**INSTRUCTIONS TO FOLLOW**
Reproduce verbatim every line from the one containing "any cat's ear?" through the final line of the rows, including both ends.

________________________

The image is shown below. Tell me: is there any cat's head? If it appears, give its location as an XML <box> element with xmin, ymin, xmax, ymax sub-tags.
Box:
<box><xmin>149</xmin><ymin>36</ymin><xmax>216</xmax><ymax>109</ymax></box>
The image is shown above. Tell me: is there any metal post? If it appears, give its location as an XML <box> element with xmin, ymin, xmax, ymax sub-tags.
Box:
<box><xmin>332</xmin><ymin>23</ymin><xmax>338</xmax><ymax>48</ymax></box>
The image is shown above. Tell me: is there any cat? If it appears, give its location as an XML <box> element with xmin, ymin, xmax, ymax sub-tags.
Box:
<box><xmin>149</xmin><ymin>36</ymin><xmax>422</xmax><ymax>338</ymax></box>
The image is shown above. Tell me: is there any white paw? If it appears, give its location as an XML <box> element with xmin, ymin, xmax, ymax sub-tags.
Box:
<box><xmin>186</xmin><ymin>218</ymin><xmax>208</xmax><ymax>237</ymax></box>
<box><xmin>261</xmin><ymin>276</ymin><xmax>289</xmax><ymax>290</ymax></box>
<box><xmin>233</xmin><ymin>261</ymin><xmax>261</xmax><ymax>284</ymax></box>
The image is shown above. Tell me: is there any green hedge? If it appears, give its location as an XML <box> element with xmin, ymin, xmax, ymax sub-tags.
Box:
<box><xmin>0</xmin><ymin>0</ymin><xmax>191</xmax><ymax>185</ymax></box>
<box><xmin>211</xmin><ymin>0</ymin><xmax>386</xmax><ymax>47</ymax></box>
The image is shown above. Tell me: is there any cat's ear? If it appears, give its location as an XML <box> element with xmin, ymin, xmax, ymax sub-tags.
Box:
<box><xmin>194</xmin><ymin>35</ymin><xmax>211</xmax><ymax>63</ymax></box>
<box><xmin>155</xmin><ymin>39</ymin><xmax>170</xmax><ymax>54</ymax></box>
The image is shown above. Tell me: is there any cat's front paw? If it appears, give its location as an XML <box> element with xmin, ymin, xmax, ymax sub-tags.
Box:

________________________

**RESPONSE**
The image is shown above. Tell me: is there any cat's ear? If it appears, give its location as an XML <box> element with xmin, ymin, xmax, ymax sub-tags.
Box:
<box><xmin>194</xmin><ymin>35</ymin><xmax>211</xmax><ymax>63</ymax></box>
<box><xmin>155</xmin><ymin>39</ymin><xmax>170</xmax><ymax>54</ymax></box>
The image is shown above. Tell me: is there any cat's front paw? If it appears, give its location as an XML <box> element with xmin, ymin, xmax, ymax sub-tags.
Box:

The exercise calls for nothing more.